Data records
------------------------------------------------
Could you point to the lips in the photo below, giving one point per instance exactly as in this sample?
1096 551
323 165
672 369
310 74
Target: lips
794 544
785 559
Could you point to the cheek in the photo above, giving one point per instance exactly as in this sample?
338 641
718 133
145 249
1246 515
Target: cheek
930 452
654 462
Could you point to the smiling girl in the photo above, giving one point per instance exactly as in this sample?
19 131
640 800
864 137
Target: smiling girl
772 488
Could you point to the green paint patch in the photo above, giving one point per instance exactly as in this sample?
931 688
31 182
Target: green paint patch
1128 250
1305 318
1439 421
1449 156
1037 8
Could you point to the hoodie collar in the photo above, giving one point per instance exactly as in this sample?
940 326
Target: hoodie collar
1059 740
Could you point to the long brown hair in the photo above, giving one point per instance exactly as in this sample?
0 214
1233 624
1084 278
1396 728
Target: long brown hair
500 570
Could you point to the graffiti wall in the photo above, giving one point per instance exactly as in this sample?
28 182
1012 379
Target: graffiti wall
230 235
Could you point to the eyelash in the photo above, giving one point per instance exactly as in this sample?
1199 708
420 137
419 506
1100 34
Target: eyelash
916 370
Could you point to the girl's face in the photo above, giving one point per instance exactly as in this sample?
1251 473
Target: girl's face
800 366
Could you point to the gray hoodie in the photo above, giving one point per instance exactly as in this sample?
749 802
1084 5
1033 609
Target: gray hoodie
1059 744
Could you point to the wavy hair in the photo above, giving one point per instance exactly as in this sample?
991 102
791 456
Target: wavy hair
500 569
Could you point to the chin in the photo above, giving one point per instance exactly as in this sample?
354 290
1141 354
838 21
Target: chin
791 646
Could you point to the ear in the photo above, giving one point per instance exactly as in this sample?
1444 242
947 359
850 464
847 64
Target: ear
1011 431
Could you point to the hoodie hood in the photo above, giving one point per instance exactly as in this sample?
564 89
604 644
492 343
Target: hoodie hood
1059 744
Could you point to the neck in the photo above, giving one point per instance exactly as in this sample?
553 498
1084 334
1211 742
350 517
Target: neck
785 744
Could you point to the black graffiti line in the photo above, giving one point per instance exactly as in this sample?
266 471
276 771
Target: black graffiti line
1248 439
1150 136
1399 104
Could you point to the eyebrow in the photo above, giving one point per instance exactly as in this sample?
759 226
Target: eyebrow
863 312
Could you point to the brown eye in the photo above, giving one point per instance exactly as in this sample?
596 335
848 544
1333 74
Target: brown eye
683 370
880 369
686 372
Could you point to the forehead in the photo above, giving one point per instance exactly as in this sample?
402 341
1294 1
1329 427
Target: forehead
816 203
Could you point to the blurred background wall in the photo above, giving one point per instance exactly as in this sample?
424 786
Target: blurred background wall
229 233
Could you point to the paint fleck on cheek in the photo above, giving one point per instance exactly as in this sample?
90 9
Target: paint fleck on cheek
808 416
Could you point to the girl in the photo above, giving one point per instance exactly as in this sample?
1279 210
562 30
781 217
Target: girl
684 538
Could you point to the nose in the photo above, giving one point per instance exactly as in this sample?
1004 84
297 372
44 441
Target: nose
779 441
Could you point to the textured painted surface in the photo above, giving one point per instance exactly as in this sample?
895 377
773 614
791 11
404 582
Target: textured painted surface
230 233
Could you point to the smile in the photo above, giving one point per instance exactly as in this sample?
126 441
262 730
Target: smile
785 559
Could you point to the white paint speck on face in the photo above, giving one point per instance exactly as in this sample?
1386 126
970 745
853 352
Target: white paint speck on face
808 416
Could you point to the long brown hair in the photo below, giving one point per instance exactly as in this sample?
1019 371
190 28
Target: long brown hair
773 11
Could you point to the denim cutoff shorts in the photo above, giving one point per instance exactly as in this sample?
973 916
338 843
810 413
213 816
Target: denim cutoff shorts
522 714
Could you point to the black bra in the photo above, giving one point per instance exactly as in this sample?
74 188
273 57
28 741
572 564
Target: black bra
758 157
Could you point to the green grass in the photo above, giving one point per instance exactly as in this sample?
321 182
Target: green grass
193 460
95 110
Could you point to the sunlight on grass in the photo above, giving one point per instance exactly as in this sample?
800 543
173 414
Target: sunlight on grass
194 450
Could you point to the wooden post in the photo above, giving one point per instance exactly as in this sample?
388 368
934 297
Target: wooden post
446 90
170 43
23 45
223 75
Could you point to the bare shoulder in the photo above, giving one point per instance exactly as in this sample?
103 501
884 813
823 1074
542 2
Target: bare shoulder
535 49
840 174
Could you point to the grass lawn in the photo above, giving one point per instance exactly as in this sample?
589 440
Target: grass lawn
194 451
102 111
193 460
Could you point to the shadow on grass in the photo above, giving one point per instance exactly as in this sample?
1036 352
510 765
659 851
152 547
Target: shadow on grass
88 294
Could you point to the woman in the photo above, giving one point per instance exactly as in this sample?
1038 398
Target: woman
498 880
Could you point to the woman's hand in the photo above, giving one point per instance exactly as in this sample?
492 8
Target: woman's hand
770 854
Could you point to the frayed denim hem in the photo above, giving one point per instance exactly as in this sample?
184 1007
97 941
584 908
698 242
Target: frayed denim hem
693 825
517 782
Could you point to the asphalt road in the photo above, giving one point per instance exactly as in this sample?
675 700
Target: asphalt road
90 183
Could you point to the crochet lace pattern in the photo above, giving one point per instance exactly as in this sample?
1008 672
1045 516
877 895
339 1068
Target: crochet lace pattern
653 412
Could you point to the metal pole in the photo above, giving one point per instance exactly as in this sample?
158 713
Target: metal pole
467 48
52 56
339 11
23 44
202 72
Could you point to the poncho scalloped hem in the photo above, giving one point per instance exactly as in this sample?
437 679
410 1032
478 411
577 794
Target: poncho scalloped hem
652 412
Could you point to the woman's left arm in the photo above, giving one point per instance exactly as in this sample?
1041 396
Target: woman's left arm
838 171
------------------------------------------------
- [Work order]: All entries shown above should be duplicated without a single difference.

- [Response]:
Could you point to the lips in the photo below, giving one point per instance exactly as in this sample?
1096 551
323 165
672 369
310 74
Target: lips
794 544
785 559
Could you point to the cheek in the photo above, giving one point per instance exactly as in this sample?
338 641
718 133
145 249
1246 515
Target: cheek
930 452
654 462
Could you point to the smiling girl in the photo above, giving one point per instance exactly as in this sample?
19 131
640 800
864 137
Target: smiling girl
772 488
Could you point to the green paint patch in the photo above, giving one point per instance exactly as in this sample?
931 688
31 182
Target: green paint patch
1128 250
1305 318
1439 421
1449 156
1037 8
Could you point to the hoodie collar in the photo above, giving one point per instance exactly as in this sample?
940 326
Target: hoodie collar
1059 740
Could you point to the long brown hair in the photo above, giving one point per instance exactly as in this sample?
0 214
1233 624
1084 278
1396 728
Target: long brown hair
500 570
Could you point to the graffiti wall in the photo above, giving one point per instance exactly as in this sample?
28 182
1012 379
Target: graffiti wall
230 235
Could you point to the eyelash in the photo above, giving one point per instance exactly as in this sample?
1199 708
420 137
419 506
1100 34
Target: eyelash
916 370
Could you point to the girl's face in the photo above, giving one point per instance exactly as in this sample?
1251 473
Target: girl's face
800 366
Could you point to the gray hoodie in the photo above, giving one point per instance exactly as in this sample?
749 802
1084 5
1033 609
Target: gray hoodie
1059 744
Could you point to the wavy hair in the photo above, giving one point per instance exactly as in this sample?
991 102
791 456
Target: wavy hair
500 569
Could you point to the chin in the photo above, giving one point per instance exactly as in this sample?
354 290
1141 354
838 21
Target: chin
791 646
Could you point to the ear in the photo above, giving one point per instance exactly as in this sample?
1444 242
947 359
850 464
847 64
Target: ear
1011 431
Could you point to the hoodie hood in the photo above, giving one point per instance exactly as in this sample?
564 89
604 644
492 343
Target: hoodie hood
1059 744
Could you point to the neck in the photo above, giving one point per instance exactly as in this sample?
553 498
1084 334
1211 742
350 517
Target: neck
785 744
Could you point to the black graffiti line in the photo above, giving one point per instance exactly as in this sample?
266 471
276 771
Target: black graffiti line
1248 439
1150 136
1399 104
Could you point to the eyebrow in the photo above, giving one point per instance exactly as in this sample?
759 226
Target: eyebrow
863 312
Could you point to the brown eye in the photo above, giving one point per instance exactly as in this sample?
596 335
848 544
1333 74
Target: brown eye
683 370
880 369
686 372
Could you point to the forehead in the photo above, giving one point per instance exactly as in this sample?
402 341
1294 1
1329 427
Target: forehead
816 203
Could you point to the blurred background wall in the photo above, giving one point per instance exactly as in this sample?
424 786
Target: blurred background wall
229 233
Could you point to the paint fleck on cheek in the photo above, giving one point per instance exactly as in this sample?
90 9
Target: paint fleck on cheek
808 416
Could you point to the girl in the photo above, giving one point per instance exactly as in this sample?
1279 210
562 30
781 217
Target: girl
684 538
Could you point to the nose in the photo above, giving one point per instance exactly as in this sample?
1004 84
297 372
44 441
Target: nose
779 441
Could you point to the textured painted surface in the photo above, giving one point per instance exactly as in this sample?
895 377
773 614
791 11
404 582
Target: textured painted surface
230 233
Could you point to the smile in the photo above, giving one point per instance exactly as in this sample?
126 441
262 730
Target: smile
785 559
Could you point to the white paint speck on face in the photo above, giving one point per instance exactly as in this sample?
1386 126
970 745
853 352
Target: white paint speck on face
808 416
Could you point to the long brown hair in the photo below, giving one point per instance exactly as in this sample?
1019 371
190 28
Target: long brown hair
773 11
Could you point to the denim cutoff shorts in the photo above, giving one point per instance exactly as in this sample?
973 916
338 843
810 413
213 816
Target: denim cutoff shorts
522 714
Could you point to the black bra in the photo above, giving one point per instance exactly as in this sample?
74 188
273 57
28 741
572 564
Target: black bra
758 157
Could you point to the green grass in the photo above, giving one point per instance exactly as in this sample?
321 182
Target: green grass
193 460
95 110
Could you point to the sunlight on grass in the photo above, giving one point per instance exactly as in this sample?
800 543
173 414
Target: sunlight on grass
194 450
Could you point to the wooden post in the photo above, giving one point per instance exactly as in this sample?
388 368
934 297
Target: wooden post
446 90
170 43
23 45
223 75
Could you point to the bare shoulder in the photo above, giving one point per instance exactly as in this sample?
103 501
884 813
823 1074
542 2
Target: bare shoulder
535 49
840 174
Could you point to the grass lawn in the photo above, giving one point per instance exactly as in this sample?
589 440
Target: grass lawn
194 451
102 111
193 460
Could you point to the shadow on grass in the photo above, giving one point per instance exactly as in this sample?
1036 352
510 765
659 851
152 547
Target: shadow on grass
88 294
Could you point to the woman in the photo above, giving one point per instance exactly as in this sample?
1038 398
Target: woman
498 880
Could you point to the woman's hand in the photo above, giving one point per instance exactly as in this sample?
492 8
Target: woman's hand
770 854
Could you point to the frayed denim hem in the photo above, giving one point per instance exactly as in this sample?
184 1007
97 941
584 908
698 242
Target: frayed denim hem
693 825
517 782
Could you point to the asphalt road in the photo above, giving one point per instance exactly as in this sample?
675 700
Target: asphalt road
90 183
Could you point to the crochet lace pattern in the photo above, giving one point per instance exactly as in this sample?
1008 672
1045 516
877 895
339 1068
Target: crochet lace pattern
653 412
Could you point to the metal pole in the photo above, giving one point per instance exactly as in this sample?
158 713
Target: metal pole
467 48
52 56
339 11
23 44
202 72
Could you point to the poncho scalloped hem in the photo above, giving one point per instance exactly as in this sample?
437 679
410 1032
478 411
577 794
Target: poncho scalloped hem
652 412
Could you point to the woman's left arm in the photo above, giving one point per instance exactly as in this sample?
1041 396
Target: woman's left arm
838 171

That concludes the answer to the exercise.